* SHORT TASK 1: Please show every line of the entries that contains the word "each".
--- SOURCE ---
Thursday, November 1, 1973

Meeting Ambassador Bohlen, 1973

Excerpt from Chapter 11.2
Washington Training, 1973-1974

Meeting Ambassador Bohlen.
Shortly after I entered the Foreign Service, I met one of its most illustrious members, Ambassador Charles E. “Chip” Bohlen. Ambassador Bohlen had served with George Kennan in Moscow, and had acted as an interpreter at Yalta, among other things. He succeeded Kennan as Ambassador in Moscow in 1954, and served as Ambassador to France during the Kennedy Administration, after which he retired. The Bohlens lived in Georgetown, and their son Chip was a St. Albans classmate of my college roommate, Kit Briggs. Briggsy and I were invited over to the Bohlen townhouse in late 1973, and I took along a copy of Ambassador Bohlen’s memoirs, “Witness to History,” which he autographed for me. I remember very little of the actual dinner itself, except that the conversation was erudite, and that nearly every inch of wall space seemed to be stuffed with books. 
  

I started to read Ambassador Bohlen’s memoirs, but between one thing and another, I never managed to get all the way through them. Briggsy’s mother, Jenskie, who had already noted that I virtually worshipped the ground Ambassador Bohlen walked on, brought me down to earth with her tart evaluation of his abilities as an author. “Chip never could write,” she concluded. I honestly thought the book was better than that. Despite the fact that I never did finish “Witness to History,” I did wind up reading another book in which Ambassador Bohlen figured prominently, this time as a junior officer in Moscow: it was “Bears in the Caviar,” a humorous account of life as Ambassador Bullitt’s staff aide at Spaso House, written by Mrs. Bohlen’s brother and Chip Bohlen’s colleague, Charles Thayer. It was one of the funniest books I have ever read.
--- GIVEN DATA ---
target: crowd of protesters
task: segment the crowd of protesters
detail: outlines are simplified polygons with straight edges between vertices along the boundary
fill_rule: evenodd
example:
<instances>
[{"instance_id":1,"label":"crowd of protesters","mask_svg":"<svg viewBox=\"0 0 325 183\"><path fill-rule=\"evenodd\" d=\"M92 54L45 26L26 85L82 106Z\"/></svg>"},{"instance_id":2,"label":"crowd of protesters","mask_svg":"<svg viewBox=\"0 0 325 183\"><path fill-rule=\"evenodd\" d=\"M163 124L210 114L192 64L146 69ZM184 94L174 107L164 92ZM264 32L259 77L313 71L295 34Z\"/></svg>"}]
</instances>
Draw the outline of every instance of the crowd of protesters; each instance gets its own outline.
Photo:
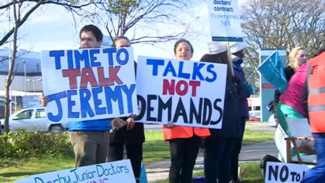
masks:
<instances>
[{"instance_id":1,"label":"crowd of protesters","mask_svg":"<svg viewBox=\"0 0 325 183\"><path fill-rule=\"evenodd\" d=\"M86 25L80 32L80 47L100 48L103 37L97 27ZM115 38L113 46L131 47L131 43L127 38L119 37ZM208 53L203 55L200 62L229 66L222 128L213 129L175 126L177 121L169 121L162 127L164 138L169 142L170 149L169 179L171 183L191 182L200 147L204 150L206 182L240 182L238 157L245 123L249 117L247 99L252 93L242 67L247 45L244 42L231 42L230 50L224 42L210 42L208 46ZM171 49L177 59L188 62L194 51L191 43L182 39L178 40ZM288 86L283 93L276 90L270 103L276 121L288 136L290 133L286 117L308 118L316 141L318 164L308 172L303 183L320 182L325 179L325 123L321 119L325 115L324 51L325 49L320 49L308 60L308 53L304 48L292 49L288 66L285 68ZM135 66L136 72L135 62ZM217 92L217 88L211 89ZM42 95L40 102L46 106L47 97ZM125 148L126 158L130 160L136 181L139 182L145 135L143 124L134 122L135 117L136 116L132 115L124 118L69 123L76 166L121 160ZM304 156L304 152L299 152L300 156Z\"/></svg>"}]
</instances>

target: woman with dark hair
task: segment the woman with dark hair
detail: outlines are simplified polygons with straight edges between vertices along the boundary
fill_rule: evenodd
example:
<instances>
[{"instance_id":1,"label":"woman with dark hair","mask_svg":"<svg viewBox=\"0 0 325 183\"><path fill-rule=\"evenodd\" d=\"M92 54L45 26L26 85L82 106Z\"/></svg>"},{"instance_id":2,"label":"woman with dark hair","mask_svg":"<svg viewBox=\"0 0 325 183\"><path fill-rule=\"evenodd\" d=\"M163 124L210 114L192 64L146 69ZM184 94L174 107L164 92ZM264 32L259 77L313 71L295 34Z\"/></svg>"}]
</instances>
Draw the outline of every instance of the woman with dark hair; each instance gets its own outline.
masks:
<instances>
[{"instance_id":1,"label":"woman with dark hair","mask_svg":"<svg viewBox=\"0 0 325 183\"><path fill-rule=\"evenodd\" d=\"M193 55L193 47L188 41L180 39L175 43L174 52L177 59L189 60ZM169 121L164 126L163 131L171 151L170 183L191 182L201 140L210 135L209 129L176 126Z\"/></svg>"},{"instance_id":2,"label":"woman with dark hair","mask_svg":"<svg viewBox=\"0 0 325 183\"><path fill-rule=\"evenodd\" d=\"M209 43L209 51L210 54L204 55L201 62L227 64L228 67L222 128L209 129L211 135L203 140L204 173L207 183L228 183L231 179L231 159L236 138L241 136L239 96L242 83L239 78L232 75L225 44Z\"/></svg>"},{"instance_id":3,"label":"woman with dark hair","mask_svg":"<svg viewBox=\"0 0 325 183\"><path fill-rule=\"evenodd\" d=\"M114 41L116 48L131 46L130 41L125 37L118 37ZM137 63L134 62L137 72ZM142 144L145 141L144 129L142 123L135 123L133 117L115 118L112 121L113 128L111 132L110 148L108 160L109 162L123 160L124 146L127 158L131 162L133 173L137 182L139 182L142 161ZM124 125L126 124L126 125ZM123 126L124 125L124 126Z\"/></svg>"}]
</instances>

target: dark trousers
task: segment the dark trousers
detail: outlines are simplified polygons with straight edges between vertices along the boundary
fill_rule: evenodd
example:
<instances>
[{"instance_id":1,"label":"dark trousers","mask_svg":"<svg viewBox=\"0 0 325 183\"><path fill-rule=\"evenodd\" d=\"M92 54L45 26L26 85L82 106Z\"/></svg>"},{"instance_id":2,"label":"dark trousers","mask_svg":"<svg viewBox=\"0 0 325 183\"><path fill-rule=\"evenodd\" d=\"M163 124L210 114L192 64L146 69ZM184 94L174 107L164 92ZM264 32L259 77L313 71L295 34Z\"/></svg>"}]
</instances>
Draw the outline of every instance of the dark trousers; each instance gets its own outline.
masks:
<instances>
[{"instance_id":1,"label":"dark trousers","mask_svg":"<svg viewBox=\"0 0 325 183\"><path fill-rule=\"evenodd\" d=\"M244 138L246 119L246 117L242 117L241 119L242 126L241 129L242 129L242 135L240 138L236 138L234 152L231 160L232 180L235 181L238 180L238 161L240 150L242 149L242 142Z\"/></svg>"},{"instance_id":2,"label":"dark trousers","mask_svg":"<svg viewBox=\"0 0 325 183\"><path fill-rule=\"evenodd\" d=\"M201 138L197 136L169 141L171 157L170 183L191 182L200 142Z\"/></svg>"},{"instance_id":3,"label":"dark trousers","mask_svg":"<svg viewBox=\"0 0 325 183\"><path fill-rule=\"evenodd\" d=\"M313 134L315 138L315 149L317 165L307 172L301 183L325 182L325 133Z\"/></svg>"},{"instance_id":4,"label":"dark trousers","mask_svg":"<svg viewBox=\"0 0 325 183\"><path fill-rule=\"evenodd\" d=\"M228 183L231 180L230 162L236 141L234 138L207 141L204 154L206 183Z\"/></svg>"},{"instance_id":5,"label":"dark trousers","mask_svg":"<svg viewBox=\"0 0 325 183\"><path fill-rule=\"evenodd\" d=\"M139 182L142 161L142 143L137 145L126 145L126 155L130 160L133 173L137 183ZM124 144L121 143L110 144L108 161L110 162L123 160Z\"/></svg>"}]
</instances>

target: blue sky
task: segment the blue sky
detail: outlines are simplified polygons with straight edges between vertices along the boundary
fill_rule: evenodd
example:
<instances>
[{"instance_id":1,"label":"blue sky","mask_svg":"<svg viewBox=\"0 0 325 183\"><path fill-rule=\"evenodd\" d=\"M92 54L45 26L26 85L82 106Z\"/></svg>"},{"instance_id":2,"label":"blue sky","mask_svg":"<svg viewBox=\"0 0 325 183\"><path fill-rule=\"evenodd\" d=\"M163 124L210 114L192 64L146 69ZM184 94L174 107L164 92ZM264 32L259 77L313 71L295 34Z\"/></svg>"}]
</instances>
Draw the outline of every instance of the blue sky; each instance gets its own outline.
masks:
---
* SHORT TASK 2: Give the part of the Bohlen excerpt starting with "Shortly after I" and going on through "stuffed with books.", replacing "townhouse" with "home".

* WRITTEN RESPONSE 1:
Draw the outline of every instance of the crowd of protesters; each instance gets its own outline.
Draw the outline of every instance of the woman with dark hair; each instance gets its own outline.
Draw the outline of every instance of the dark trousers; each instance gets its own outline.
Draw the outline of every instance of the blue sky; each instance gets its own outline.

* WRITTEN RESPONSE 2:
Shortly after I entered the Foreign Service, I met one of its most illustrious members, Ambassador Charles E. “Chip” Bohlen. Ambassador Bohlen had served with George Kennan in Moscow, and had acted as an interpreter at Yalta, among other things. He succeeded Kennan as Ambassador in Moscow in 1954, and served as Ambassador to France during the Kennedy Administration, after which he retired. The Bohlens lived in Georgetown, and their son Chip was a St. Albans classmate of my college roommate, Kit Briggs. Briggsy and I were invited over to the Bohlen home in late 1973, and I took along a copy of Ambassador Bohlen’s memoirs, “Witness to History,” which he autographed for me. I remember very little of the actual dinner itself, except that the conversation was erudite, and that nearly every inch of wall space seemed to be stuffed with books.